--- start GIVEN INFORMATION ---
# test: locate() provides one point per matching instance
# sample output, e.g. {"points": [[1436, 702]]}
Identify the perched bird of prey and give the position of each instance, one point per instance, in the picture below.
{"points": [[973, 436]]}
--- end GIVEN INFORMATION ---
--- start GIVEN INFORMATION ---
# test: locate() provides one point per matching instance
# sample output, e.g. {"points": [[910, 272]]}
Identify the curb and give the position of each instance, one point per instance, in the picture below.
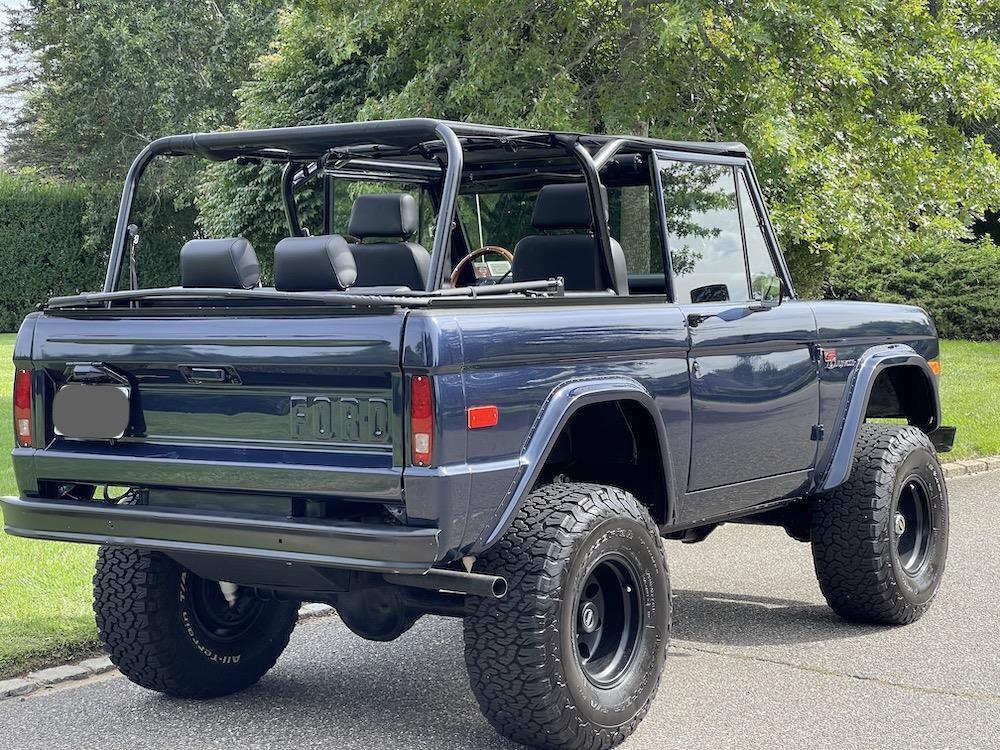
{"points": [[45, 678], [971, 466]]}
--- end GIVEN INFORMATION ---
• PROMPT: Find every line above that contains the word "instance" and copy each one in full. Matching is case-sensitive.

• REPLY:
# test: locate() provides one point per matching instance
Identify the perched bird of prey and give the position of each instance, one point per instance, in the picture below.
# test: locate() provides one point per matching instance
Identify the curb and give the position of each instance, one point per instance, in the picture below.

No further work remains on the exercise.